What you will do => Only the lines below starting at the one containing "Target: rocky cliff" and ending at the one containing "x=49, y=230" belong in the answer, each copied exactly.

Record extracts =>
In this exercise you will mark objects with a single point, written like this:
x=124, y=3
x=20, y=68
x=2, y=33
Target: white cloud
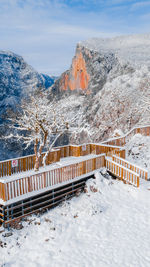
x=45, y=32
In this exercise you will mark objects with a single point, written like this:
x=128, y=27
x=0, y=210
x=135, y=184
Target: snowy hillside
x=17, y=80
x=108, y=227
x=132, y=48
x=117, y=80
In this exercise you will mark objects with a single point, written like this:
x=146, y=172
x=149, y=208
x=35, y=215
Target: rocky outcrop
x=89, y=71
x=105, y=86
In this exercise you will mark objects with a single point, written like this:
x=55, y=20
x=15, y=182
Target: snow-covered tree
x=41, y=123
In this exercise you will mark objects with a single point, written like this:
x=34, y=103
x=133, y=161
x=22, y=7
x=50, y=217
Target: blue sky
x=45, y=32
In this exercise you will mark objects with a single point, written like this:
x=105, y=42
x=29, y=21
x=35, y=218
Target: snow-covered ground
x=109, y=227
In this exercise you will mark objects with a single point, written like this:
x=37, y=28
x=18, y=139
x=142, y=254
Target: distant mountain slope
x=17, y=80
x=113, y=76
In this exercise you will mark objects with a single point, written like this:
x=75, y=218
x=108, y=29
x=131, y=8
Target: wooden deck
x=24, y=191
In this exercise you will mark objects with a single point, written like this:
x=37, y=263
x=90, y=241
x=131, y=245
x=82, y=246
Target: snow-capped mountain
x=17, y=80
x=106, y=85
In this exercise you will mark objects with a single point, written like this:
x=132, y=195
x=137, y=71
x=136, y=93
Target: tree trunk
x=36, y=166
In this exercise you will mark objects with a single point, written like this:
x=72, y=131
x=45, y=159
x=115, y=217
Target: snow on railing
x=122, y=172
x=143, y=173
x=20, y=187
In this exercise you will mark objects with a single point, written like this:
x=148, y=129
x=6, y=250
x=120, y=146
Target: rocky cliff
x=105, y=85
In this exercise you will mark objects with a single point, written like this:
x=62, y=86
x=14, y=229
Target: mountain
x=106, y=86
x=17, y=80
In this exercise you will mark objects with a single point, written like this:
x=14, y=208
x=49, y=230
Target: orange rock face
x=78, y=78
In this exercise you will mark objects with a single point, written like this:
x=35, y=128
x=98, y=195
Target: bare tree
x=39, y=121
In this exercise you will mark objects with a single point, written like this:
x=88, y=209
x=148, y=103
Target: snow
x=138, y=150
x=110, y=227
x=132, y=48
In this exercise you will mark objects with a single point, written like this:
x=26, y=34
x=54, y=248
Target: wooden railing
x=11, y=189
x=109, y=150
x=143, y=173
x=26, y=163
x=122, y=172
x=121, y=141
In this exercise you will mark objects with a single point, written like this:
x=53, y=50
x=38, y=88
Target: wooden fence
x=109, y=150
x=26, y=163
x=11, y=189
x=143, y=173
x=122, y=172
---
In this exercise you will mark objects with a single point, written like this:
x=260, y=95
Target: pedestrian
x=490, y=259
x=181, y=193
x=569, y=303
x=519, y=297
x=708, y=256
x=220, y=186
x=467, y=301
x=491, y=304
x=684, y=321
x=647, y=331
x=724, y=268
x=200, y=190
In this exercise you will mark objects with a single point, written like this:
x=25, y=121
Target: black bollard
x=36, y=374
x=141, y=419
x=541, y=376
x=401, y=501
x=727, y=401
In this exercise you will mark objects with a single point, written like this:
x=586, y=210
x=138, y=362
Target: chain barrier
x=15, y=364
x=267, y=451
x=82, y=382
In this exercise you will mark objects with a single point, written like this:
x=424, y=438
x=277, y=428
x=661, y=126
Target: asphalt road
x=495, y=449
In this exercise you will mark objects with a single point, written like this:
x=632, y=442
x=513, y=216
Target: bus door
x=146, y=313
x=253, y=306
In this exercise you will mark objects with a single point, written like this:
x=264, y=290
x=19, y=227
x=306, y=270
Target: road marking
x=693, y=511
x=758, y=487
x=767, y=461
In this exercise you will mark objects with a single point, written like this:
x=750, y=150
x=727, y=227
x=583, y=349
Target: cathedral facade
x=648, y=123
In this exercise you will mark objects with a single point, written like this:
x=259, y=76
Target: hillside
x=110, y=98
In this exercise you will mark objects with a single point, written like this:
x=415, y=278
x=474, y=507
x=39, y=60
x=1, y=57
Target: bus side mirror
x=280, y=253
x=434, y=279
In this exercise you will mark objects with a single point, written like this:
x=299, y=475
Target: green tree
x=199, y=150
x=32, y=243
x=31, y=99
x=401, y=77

Task answer =>
Target: rocky cliff
x=105, y=85
In this exercise you will mark objects with a single point, written like this:
x=62, y=86
x=14, y=229
Target: mountain
x=106, y=86
x=17, y=80
In this exercise you will mark objects with a single point, written like this:
x=14, y=208
x=49, y=230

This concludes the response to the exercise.